### WHAT THIS TASK INVOLVES
Return exactly the span of lines that opens with the line containing "of the recessed" and closes with the last line of the data, inclusive.
####################
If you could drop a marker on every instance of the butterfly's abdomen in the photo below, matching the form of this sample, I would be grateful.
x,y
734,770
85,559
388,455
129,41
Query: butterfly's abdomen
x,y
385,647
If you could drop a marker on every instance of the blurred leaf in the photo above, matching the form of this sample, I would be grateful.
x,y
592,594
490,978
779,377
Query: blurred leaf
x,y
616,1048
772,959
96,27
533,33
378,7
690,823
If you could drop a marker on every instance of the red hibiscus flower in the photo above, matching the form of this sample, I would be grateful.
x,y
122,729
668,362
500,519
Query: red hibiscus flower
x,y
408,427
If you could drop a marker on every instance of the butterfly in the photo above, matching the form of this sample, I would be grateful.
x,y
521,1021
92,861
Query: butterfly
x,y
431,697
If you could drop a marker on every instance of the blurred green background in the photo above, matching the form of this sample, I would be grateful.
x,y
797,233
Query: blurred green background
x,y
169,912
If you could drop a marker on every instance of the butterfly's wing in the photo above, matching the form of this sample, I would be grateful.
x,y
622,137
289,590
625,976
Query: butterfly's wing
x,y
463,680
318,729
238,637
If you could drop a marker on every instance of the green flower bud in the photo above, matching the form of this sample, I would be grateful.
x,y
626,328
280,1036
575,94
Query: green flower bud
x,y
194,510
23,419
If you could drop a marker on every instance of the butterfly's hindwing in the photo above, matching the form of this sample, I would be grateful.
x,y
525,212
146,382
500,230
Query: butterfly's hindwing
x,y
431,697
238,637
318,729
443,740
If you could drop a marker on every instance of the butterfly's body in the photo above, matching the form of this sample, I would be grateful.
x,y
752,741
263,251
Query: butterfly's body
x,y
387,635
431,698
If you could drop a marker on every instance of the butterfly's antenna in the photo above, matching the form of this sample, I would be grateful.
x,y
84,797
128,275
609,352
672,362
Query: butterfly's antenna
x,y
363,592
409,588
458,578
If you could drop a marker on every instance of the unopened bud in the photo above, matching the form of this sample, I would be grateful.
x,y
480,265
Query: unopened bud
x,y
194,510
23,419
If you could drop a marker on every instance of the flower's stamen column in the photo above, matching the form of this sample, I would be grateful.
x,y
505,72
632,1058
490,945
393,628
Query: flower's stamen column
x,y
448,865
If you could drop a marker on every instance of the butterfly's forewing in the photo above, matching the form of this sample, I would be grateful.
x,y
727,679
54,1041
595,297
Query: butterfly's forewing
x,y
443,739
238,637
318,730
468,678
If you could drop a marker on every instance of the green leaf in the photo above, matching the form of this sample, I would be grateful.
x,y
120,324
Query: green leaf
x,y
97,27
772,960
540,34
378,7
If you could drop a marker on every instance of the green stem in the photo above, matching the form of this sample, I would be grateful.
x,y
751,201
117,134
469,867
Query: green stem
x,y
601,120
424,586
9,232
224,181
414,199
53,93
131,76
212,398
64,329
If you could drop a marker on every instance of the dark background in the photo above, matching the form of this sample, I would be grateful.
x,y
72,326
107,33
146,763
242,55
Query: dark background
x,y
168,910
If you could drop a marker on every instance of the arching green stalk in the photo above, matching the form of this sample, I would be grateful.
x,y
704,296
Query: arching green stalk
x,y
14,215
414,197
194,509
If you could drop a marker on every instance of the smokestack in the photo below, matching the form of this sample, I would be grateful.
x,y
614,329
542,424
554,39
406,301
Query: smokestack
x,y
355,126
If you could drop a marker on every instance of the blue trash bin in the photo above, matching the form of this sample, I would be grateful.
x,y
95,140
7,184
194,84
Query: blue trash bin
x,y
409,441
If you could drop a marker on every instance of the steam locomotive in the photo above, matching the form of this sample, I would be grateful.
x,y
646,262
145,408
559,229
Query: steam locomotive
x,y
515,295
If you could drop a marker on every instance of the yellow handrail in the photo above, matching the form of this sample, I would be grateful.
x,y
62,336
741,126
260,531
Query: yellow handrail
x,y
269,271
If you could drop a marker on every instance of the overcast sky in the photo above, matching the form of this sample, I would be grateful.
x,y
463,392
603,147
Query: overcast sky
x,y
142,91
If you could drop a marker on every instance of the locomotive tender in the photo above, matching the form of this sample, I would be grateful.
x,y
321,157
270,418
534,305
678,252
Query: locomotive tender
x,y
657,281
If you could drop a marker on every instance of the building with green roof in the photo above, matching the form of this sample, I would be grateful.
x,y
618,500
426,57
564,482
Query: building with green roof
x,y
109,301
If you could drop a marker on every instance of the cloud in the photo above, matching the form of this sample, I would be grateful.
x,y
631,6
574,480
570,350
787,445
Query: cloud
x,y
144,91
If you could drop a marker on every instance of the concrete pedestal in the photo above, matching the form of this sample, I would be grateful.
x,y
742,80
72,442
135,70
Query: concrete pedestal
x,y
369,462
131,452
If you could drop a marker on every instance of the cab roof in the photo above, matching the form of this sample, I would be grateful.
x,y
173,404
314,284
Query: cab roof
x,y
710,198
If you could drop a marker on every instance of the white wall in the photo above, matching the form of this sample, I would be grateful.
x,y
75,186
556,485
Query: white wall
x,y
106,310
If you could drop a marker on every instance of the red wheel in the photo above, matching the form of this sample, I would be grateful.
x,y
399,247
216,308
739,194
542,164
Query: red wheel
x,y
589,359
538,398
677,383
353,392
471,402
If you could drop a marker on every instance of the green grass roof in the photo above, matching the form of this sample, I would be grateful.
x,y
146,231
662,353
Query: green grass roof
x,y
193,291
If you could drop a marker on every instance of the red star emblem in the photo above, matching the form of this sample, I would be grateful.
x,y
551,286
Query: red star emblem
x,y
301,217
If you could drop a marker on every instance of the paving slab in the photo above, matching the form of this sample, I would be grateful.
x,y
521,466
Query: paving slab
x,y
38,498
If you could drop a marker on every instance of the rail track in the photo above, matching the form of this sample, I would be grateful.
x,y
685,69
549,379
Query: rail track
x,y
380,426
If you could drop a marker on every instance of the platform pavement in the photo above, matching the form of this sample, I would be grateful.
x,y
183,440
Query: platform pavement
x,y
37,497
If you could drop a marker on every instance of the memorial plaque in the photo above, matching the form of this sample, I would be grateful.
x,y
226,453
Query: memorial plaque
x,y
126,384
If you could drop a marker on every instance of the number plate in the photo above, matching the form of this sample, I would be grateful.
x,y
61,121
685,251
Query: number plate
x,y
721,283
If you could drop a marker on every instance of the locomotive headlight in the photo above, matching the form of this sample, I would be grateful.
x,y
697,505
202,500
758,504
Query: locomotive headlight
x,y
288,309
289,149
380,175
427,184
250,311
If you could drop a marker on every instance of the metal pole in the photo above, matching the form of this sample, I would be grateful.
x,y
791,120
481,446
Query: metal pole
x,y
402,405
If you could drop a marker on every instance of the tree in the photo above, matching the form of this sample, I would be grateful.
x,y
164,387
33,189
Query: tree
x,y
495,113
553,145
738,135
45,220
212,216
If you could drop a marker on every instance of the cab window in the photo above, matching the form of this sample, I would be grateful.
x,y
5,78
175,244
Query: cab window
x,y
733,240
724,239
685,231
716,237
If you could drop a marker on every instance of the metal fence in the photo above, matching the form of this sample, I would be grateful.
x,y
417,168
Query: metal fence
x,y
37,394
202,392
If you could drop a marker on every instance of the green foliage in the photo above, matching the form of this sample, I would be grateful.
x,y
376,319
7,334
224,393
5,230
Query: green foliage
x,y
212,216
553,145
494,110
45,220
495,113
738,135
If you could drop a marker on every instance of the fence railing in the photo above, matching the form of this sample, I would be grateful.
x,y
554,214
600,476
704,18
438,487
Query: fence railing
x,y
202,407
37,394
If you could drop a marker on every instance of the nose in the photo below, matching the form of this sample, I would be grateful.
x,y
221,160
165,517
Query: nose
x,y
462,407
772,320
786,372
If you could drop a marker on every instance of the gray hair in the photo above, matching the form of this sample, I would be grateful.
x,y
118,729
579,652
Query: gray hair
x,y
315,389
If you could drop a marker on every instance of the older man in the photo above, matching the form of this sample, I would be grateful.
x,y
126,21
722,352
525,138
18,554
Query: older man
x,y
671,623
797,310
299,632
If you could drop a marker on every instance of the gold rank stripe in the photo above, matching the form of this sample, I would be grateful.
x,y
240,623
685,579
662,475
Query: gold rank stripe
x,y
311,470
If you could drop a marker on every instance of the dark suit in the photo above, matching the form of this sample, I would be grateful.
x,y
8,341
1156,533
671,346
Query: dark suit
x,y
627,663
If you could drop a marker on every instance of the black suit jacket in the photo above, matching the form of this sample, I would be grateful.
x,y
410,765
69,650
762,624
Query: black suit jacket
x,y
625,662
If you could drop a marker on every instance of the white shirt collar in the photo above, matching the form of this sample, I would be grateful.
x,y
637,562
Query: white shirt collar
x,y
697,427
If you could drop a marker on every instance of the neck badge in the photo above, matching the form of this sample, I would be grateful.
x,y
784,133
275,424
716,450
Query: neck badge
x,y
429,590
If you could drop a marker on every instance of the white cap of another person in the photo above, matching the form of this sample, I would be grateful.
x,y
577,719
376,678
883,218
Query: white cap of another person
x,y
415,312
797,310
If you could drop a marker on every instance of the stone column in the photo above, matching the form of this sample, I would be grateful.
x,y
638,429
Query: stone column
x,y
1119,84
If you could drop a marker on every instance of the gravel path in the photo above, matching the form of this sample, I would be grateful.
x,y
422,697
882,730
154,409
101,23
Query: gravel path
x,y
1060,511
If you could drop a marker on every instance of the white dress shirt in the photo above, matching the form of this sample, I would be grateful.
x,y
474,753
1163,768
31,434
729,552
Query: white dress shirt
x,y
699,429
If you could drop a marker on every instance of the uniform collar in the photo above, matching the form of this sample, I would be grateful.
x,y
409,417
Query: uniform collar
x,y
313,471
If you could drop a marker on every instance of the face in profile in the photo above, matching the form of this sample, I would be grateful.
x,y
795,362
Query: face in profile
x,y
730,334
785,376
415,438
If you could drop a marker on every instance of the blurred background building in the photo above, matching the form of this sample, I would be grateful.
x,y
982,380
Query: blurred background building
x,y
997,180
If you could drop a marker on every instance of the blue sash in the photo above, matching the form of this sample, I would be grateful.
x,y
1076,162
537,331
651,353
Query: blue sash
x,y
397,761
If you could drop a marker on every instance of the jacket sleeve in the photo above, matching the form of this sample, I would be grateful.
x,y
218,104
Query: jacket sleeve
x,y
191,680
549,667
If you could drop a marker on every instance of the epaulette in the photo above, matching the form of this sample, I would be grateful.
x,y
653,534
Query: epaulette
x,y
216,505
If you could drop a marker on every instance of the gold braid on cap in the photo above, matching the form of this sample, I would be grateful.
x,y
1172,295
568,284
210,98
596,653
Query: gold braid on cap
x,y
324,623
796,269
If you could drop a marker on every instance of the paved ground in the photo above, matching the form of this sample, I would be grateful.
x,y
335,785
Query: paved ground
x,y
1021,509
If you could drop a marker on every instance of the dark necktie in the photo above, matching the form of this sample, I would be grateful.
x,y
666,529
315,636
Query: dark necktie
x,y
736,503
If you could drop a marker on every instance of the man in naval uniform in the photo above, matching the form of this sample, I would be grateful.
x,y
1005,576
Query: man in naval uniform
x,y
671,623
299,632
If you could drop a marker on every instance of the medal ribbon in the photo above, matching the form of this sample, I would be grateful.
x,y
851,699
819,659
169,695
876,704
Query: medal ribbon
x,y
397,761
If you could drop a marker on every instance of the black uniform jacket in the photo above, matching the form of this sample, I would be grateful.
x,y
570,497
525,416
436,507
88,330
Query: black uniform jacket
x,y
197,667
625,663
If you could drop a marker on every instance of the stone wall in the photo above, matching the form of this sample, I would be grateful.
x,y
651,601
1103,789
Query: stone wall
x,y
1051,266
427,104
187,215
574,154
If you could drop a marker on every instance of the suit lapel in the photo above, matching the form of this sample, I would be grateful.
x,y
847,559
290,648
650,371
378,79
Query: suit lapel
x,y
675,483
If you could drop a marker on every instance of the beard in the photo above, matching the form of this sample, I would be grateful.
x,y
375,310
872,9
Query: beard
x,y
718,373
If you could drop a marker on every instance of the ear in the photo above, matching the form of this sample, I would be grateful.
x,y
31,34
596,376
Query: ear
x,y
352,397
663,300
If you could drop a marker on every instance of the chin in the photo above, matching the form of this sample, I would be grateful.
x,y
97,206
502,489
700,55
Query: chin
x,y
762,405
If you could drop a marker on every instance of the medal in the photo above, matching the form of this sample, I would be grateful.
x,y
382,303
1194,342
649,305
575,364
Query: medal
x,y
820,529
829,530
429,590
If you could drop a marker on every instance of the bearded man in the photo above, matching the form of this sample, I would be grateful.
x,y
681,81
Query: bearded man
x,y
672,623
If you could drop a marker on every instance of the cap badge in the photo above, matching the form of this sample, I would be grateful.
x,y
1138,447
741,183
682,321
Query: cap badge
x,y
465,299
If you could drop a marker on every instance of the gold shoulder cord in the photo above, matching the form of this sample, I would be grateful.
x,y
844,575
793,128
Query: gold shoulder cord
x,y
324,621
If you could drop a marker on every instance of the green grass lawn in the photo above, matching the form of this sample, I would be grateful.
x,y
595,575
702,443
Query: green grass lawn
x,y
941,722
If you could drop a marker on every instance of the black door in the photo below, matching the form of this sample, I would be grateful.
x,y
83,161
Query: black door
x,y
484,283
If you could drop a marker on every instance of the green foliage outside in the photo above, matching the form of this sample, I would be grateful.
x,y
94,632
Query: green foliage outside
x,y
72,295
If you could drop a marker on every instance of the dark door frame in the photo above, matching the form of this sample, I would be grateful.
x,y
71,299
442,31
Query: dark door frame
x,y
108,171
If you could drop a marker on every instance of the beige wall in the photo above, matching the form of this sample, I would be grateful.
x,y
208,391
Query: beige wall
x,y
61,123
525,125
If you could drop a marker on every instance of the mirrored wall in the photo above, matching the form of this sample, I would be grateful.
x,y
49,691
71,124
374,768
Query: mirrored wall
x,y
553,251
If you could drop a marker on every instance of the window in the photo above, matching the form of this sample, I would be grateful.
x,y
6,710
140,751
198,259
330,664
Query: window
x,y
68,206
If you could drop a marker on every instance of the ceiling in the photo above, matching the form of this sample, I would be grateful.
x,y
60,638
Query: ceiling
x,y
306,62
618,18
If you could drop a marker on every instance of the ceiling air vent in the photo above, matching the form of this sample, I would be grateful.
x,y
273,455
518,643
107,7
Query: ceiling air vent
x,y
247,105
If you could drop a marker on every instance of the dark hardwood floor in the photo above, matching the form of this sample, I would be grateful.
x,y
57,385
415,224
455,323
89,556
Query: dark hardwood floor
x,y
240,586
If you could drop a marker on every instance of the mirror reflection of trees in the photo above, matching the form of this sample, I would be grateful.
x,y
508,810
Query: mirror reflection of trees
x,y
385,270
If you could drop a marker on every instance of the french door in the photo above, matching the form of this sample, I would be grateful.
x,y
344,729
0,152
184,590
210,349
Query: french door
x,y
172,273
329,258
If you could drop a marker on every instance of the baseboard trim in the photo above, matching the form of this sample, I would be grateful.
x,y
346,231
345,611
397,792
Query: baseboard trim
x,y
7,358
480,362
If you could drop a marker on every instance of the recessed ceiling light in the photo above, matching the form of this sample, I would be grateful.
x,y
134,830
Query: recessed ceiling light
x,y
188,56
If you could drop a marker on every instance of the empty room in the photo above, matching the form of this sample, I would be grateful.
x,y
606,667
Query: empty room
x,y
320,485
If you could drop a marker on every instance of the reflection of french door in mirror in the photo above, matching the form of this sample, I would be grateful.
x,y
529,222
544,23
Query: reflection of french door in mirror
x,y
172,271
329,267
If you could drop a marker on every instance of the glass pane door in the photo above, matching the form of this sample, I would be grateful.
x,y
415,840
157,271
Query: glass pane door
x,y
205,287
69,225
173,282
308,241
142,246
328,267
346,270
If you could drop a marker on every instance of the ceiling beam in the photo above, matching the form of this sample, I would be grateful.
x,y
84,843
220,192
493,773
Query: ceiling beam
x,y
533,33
####################
### SOLUTION TO THIS TASK
If you could drop a marker on every instance of the recessed ceiling light in the photo above, matching the form of this sample, I would be grateful.
x,y
134,830
Query: recessed ceiling light
x,y
188,56
If you could drop a marker on every instance of the empty room in the photo above, matching the form of this sample, I would be grateful.
x,y
606,667
Query: empty room
x,y
320,485
If you could drop a marker on every instance of the reflection of french door in mirror in the photo above, matching the form of this sample, I would be grateful.
x,y
529,222
544,23
Query: reflection of french door in mirror
x,y
172,271
329,267
If you could drop a marker on every instance of the glass pane door in the photo above, matching the form of this sample, I would be grateful.
x,y
415,840
157,271
Query: glass pane door
x,y
205,287
69,225
173,282
308,241
142,246
328,267
346,270
If you could drop a marker on every instance of the ceiling beam in the photo above, matching the form of this sample, I would be grateful.
x,y
84,843
220,192
493,773
Query: ceiling beam
x,y
533,33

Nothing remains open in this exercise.